▸ DATA SUPPLIED
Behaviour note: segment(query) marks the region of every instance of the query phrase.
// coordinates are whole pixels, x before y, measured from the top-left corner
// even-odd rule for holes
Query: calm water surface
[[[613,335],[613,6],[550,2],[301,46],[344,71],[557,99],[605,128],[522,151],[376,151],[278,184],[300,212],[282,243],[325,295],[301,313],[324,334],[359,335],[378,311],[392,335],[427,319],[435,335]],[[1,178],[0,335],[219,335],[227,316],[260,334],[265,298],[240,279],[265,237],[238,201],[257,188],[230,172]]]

▸ STATED EXERCISE
Render every line of the entries above as a JSON list of strings, with one string per line and blank lines omitted.

▸ RESULT FOR THIS TASK
[
  "Behaviour note: segment(query) marks the region of every instance of the query phrase.",
  "// coordinates are whole pixels, x before y, measured from the top-left corner",
  "// even-odd rule for holes",
  "Query: calm water surface",
  "[[[613,335],[613,6],[550,2],[301,46],[344,71],[557,99],[605,128],[522,151],[376,151],[278,184],[300,212],[282,243],[325,295],[301,313],[324,334],[359,335],[378,311],[392,335],[427,319],[435,335]],[[1,178],[0,335],[219,335],[227,316],[260,334],[265,298],[240,279],[265,237],[238,201],[257,188],[230,172]]]"
]